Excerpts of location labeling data
◇ ◇ ◇ ◇ ◇ ◇ ◇

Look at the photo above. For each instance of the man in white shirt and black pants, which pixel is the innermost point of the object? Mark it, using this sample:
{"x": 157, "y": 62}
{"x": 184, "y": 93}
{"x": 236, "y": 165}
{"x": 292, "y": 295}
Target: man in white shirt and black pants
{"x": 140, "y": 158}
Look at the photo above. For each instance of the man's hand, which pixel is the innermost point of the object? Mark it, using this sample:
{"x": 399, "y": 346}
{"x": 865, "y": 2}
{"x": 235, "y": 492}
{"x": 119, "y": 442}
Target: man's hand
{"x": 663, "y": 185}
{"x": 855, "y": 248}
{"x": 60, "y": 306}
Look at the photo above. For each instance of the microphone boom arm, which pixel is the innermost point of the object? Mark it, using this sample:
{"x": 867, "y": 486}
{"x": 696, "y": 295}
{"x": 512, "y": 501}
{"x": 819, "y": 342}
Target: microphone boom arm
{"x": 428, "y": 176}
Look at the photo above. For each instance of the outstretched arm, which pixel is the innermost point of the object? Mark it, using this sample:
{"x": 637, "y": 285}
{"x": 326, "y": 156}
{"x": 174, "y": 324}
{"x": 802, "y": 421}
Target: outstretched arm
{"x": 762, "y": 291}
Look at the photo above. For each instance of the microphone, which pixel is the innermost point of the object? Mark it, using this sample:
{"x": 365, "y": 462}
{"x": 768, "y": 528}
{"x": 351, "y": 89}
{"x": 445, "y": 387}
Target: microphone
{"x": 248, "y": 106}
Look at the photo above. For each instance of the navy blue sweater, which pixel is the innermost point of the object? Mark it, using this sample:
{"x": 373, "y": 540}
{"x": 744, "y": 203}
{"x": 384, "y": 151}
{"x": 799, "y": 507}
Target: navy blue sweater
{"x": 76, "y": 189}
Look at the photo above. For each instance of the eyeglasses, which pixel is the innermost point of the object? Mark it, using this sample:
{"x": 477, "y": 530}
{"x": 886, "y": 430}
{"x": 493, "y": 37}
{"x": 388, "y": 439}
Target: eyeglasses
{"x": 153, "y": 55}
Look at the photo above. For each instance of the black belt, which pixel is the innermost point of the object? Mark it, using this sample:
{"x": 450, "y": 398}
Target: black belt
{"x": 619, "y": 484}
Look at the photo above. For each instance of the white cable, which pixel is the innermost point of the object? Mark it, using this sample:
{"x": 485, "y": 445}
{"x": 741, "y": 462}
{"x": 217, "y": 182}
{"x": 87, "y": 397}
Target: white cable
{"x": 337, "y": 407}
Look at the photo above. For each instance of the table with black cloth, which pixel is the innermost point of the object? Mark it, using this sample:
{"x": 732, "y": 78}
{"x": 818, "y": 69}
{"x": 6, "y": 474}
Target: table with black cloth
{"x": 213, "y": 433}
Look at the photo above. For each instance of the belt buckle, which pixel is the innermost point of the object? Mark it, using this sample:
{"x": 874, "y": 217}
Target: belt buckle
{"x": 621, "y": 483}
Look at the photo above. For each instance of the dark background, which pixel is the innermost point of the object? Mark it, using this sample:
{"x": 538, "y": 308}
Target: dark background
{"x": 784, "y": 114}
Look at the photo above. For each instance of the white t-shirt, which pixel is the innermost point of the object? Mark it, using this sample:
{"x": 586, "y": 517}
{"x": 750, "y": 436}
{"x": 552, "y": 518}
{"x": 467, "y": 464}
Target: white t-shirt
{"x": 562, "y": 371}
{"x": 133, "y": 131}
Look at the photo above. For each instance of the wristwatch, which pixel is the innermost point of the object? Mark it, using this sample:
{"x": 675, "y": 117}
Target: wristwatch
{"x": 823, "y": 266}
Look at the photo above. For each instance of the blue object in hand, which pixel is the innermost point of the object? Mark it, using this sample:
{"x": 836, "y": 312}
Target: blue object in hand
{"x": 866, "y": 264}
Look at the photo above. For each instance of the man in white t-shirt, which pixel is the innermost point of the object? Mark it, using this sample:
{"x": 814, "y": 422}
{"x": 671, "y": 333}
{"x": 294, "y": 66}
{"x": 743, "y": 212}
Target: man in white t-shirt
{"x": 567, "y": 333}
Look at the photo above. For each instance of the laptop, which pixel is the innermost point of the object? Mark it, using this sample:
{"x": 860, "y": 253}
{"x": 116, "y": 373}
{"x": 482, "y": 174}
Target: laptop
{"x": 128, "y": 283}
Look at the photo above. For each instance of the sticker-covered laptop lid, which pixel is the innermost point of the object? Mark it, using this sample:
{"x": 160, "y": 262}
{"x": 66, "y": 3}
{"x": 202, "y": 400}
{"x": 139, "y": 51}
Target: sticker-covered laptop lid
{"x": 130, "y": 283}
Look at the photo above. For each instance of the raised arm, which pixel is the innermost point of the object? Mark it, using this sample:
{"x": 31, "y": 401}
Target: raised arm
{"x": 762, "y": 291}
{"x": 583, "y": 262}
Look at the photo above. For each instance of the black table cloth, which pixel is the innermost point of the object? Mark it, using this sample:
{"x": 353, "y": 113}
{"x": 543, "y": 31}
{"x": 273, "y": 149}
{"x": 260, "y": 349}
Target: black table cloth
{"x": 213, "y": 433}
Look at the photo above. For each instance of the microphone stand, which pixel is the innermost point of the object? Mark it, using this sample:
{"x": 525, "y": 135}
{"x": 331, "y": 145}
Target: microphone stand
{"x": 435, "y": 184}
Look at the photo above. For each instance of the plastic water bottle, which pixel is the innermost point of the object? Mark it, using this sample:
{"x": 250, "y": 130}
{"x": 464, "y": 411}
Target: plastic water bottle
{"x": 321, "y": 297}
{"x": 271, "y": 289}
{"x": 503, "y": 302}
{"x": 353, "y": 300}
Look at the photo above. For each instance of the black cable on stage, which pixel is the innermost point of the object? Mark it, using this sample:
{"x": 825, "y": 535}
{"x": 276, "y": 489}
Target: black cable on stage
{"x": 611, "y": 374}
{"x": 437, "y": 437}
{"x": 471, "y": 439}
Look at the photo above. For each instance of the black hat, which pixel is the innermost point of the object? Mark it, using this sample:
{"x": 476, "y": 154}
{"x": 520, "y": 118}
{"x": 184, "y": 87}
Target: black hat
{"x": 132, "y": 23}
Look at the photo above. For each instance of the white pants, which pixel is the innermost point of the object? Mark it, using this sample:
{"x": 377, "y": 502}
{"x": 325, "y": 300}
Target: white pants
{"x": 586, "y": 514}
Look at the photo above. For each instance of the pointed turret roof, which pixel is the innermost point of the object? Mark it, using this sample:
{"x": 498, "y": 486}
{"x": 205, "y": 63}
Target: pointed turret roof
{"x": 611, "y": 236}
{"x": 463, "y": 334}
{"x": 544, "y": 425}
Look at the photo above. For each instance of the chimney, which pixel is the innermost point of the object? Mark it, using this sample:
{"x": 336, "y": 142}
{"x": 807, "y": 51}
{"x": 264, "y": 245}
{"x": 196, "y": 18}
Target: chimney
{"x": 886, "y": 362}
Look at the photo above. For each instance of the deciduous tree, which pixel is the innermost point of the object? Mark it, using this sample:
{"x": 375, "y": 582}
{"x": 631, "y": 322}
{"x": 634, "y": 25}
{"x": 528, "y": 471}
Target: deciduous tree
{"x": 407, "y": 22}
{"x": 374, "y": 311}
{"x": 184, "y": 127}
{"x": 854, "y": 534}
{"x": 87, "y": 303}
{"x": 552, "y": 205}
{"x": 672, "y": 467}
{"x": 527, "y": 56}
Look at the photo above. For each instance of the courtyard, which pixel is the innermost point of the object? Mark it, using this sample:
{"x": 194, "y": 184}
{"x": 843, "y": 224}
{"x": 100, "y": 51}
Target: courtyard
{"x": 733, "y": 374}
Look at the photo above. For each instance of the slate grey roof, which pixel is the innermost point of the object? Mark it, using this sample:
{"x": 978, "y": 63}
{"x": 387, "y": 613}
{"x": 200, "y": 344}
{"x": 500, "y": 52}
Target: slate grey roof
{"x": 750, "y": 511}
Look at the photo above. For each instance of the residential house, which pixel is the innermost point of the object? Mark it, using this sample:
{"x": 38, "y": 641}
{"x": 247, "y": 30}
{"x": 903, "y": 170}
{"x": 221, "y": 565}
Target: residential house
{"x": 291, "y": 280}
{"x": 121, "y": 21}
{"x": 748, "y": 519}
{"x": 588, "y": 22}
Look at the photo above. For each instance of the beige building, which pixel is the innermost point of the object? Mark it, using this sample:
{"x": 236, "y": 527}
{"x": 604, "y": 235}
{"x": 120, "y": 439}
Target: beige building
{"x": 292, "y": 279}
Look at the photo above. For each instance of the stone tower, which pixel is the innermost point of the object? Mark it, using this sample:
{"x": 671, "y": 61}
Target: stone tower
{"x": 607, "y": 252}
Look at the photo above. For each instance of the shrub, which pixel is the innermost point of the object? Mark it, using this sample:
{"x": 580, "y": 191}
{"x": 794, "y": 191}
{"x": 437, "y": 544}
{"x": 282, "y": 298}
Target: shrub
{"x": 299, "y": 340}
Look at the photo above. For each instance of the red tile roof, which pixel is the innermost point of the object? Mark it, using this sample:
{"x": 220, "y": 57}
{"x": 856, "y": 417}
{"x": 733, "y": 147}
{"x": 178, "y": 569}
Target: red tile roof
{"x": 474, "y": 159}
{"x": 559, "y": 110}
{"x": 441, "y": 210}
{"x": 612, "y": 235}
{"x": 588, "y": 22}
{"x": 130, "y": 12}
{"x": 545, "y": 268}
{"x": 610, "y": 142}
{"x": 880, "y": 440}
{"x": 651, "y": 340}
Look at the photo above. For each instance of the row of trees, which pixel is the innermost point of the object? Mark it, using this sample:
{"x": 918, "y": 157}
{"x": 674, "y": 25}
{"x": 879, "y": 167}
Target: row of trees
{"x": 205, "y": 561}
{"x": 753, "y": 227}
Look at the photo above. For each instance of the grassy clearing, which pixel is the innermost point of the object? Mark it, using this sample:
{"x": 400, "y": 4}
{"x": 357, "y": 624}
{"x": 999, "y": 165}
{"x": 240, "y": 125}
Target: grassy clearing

◇ ◇ ◇ ◇ ◇ ◇ ◇

Request:
Repeat exactly, and only, the lines of the records above, starting with the line that contains "Look at the photo above. For each instance of the row" and ending with the final line, both included.

Result of this task:
Look at the photo above. For each instance of the row of trees, which pixel is the innermost point of the object? Mark it, using this sample:
{"x": 918, "y": 157}
{"x": 674, "y": 25}
{"x": 879, "y": 167}
Target: row of trees
{"x": 205, "y": 561}
{"x": 753, "y": 227}
Look at the photo above. For each instance of the grassy clearing, which pixel is the innermost point of the object? Mark it, using this sample:
{"x": 400, "y": 4}
{"x": 357, "y": 624}
{"x": 999, "y": 165}
{"x": 240, "y": 125}
Target: grassy clearing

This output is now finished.